Entries from an annotation dataset:
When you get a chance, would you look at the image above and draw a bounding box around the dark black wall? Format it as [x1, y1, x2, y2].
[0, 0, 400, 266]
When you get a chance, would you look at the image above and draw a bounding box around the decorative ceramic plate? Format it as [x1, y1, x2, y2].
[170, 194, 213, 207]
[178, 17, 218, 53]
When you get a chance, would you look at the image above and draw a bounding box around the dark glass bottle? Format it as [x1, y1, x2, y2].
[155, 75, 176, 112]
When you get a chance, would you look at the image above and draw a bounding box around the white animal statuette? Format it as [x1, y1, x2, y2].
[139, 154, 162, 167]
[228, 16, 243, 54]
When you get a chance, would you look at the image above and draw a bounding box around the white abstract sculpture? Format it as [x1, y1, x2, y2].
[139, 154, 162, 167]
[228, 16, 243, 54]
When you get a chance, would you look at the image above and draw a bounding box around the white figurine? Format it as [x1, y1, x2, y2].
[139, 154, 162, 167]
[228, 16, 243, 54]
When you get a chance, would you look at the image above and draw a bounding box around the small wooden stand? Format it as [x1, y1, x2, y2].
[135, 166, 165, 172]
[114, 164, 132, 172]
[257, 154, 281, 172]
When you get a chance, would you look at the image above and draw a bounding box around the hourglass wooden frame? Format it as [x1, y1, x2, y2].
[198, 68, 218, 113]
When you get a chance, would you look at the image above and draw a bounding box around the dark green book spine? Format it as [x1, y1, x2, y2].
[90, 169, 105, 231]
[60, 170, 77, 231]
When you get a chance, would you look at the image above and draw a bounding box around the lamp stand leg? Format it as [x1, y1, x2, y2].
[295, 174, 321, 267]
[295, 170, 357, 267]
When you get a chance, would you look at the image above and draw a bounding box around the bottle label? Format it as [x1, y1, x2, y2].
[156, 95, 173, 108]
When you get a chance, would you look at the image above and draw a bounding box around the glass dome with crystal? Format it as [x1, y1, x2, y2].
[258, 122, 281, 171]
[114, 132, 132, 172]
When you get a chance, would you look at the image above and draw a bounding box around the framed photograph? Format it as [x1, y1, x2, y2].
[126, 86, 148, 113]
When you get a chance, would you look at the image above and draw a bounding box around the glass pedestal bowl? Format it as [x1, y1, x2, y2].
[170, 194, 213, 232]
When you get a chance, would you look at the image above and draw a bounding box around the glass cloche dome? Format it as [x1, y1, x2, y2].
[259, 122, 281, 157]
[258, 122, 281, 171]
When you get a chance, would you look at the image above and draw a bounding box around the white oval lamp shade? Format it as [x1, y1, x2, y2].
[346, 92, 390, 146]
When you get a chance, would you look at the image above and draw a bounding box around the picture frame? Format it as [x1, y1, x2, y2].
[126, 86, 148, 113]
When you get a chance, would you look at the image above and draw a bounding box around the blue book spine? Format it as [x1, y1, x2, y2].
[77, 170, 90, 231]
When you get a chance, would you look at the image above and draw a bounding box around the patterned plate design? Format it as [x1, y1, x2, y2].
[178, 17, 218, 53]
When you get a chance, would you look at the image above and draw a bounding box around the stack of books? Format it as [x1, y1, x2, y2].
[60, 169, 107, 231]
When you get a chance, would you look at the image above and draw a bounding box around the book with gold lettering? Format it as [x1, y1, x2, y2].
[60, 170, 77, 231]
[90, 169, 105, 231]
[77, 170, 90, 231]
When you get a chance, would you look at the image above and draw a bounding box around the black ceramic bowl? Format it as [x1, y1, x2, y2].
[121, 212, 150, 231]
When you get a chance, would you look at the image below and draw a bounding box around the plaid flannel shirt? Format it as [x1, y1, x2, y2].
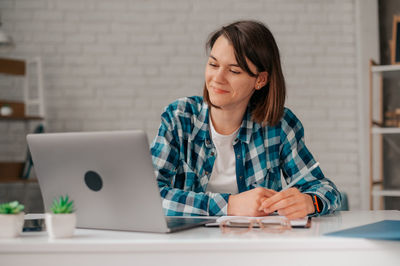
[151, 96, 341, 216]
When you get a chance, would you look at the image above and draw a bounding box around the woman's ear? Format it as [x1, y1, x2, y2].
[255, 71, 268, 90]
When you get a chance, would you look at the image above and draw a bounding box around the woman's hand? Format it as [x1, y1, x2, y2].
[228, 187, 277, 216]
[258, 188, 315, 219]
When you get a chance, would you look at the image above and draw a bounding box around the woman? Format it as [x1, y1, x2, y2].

**Task instructions**
Please write out the records again, beginning at the start of the records and stopping after the line that has "[155, 75, 176, 112]", with the requests kept as they are and every coordinate in the answers shifted up by 144. Include nothing beyond that line.

**The result**
When you get a chance, would you look at the image above and draw a bounding box around the dark black wall? Format it as [x1, y1, x2, y2].
[144, 144, 544, 410]
When you get a chance, would you look at the image above and draw a bounding box around the decorative ceramic plate? Format it as [x1, y1, x2, y2].
[314, 338, 357, 351]
[322, 161, 362, 197]
When you get a chance, would you look at the image above and draw a bounding box around the dark glass bottle? Format it as [x1, y1, x2, y2].
[299, 219, 320, 256]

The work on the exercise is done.